* Esercizio scritto *
Trascrivi senza modifiche, dalla lettera sui carichi di lavoro riportata più avanti, il tratto che va da "Consta, però, non" fino a "gioco forza, attuate.".

* Documento *
Gentile Direttore,
colgo l’occasione per trarre spunto dalle riflessioni che Ella ha voluto condividere con tutti i suoi collaboratori, dirigenziali e non, con la nota del 17.10 u.s. e relativa alla “gestione dei carichi di lavoro”. Una più ampia riflessione su una materia tanto strategica per l’Agenzia quanto vitale per il quotidiano impegno professionale dei lavoratori del fisco.Innanzitutto vorrei ringraziarLa per aver affrontato a viso aperto tale tematica, circostanza raramente rinvenibile nella dirigenza dell’Agenzia, soprattutto di vertice.
Consta, però, non condividere appieno l’impostazione che Ella ha dato alla problematica anche se sono cosciente che ha, di fatto, voluto riportare quelle che sono le “linee guida” dell’Agenzia; purtroppo, ritengo, dettate verticisticamente e non sempre condivise dagli stessi dirigenti e dai lavoratori ma, gioco forza, attuate.

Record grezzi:
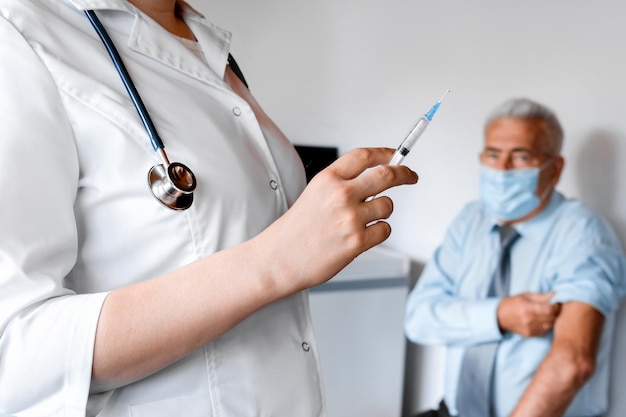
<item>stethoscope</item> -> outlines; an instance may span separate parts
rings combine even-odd
[[[102,26],[102,23],[93,10],[85,10],[85,14],[93,25],[94,29],[100,36],[102,43],[109,52],[109,56],[113,60],[113,65],[122,78],[122,82],[128,91],[128,95],[132,100],[139,117],[148,132],[152,148],[159,154],[163,163],[157,164],[150,168],[148,172],[148,184],[152,195],[163,205],[173,210],[185,210],[193,203],[193,191],[196,189],[196,176],[191,169],[180,162],[170,162],[165,153],[163,141],[159,137],[152,119],[148,114],[148,110],[143,104],[135,84],[130,78],[122,57],[117,52],[113,41],[109,34]]]

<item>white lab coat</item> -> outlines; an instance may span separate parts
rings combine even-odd
[[[125,0],[0,0],[0,413],[324,415],[306,293],[143,380],[90,383],[108,291],[255,236],[305,183],[282,133],[223,82],[230,34],[182,6],[208,66]],[[87,8],[170,160],[195,172],[187,211],[148,189],[159,159]]]

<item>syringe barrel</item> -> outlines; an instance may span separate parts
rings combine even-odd
[[[406,138],[402,141],[400,146],[398,146],[397,152],[402,154],[402,156],[406,156],[411,149],[413,149],[413,146],[415,146],[417,140],[422,136],[422,133],[424,133],[429,123],[430,121],[426,117],[421,117],[409,134],[406,135]]]

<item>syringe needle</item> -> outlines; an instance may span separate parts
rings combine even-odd
[[[448,93],[452,91],[449,88],[443,93],[443,95],[441,96],[441,98],[439,99],[438,103],[441,104],[441,102],[443,101],[444,97],[448,95]]]

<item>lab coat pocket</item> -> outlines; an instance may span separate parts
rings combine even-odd
[[[211,417],[213,415],[208,395],[185,395],[167,398],[130,407],[131,417]]]

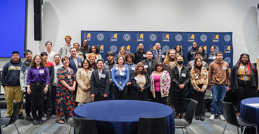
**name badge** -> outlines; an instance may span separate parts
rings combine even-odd
[[[183,73],[182,74],[182,76],[185,77],[186,76],[186,74]]]
[[[243,77],[243,80],[245,81],[248,80],[248,77]]]
[[[102,74],[101,75],[101,78],[105,78],[105,74]]]
[[[222,67],[222,69],[223,70],[226,70],[227,69],[227,67],[225,66],[223,66]]]
[[[199,77],[199,76],[198,75],[196,75],[196,76],[195,77],[195,79],[198,79],[198,77]]]
[[[245,69],[245,66],[242,66],[239,67],[239,68],[242,69]]]

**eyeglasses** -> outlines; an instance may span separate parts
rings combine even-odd
[[[31,54],[30,53],[29,53],[28,54],[25,54],[25,56],[27,56],[28,55],[32,55],[32,54]]]

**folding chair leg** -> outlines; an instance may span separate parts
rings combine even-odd
[[[4,134],[4,130],[3,129],[3,127],[2,127],[2,126],[1,126],[1,130],[2,130],[2,133],[3,133],[3,134]]]
[[[256,132],[256,134],[258,134],[258,131],[257,131],[257,125],[256,125],[255,126],[255,131]]]
[[[183,134],[184,134],[184,132],[183,132],[183,130],[182,129],[182,133],[183,133]]]
[[[186,128],[186,127],[185,127],[185,130],[186,130],[186,132],[187,133],[187,134],[188,134],[188,131],[187,131],[187,128]]]
[[[246,126],[244,127],[244,129],[243,130],[243,132],[242,132],[242,134],[244,134],[244,133],[245,132],[245,130],[246,129]]]
[[[225,125],[225,127],[224,128],[224,130],[223,130],[223,133],[222,133],[222,134],[224,134],[224,132],[225,132],[225,130],[226,129],[226,127],[227,127],[227,123],[226,124],[226,125]]]
[[[69,132],[68,132],[68,134],[69,134],[70,133],[70,131],[71,130],[71,128],[72,128],[72,126],[74,126],[74,125],[71,125],[71,127],[70,127],[70,129],[69,130]]]
[[[20,132],[19,132],[19,130],[18,130],[18,128],[17,127],[17,126],[16,126],[16,124],[15,124],[15,123],[14,123],[14,125],[15,126],[15,127],[16,127],[16,129],[17,129],[17,131],[18,131],[18,133],[20,134]]]

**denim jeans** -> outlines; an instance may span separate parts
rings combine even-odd
[[[212,86],[212,102],[211,104],[211,114],[215,114],[218,108],[218,115],[223,114],[222,106],[220,100],[224,101],[227,92],[226,85]]]

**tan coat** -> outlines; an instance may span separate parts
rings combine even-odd
[[[93,69],[91,68],[88,71],[88,74],[92,73]],[[77,81],[78,83],[77,92],[76,102],[79,103],[89,102],[93,101],[93,98],[90,94],[90,90],[87,92],[84,92],[83,90],[88,84],[90,86],[91,76],[88,75],[83,68],[79,68],[77,72]]]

* Risposta all'esercizio *
Consta, però, non condividere appieno l’impostazione che Ella ha dato alla problematica anche se sono cosciente che ha, di fatto, voluto riportare quelle che sono le “linee guida” dell’Agenzia; purtroppo, ritengo, dettate verticisticamente e non sempre condivise dagli stessi dirigenti e dai lavoratori ma, gioco forza, attuate.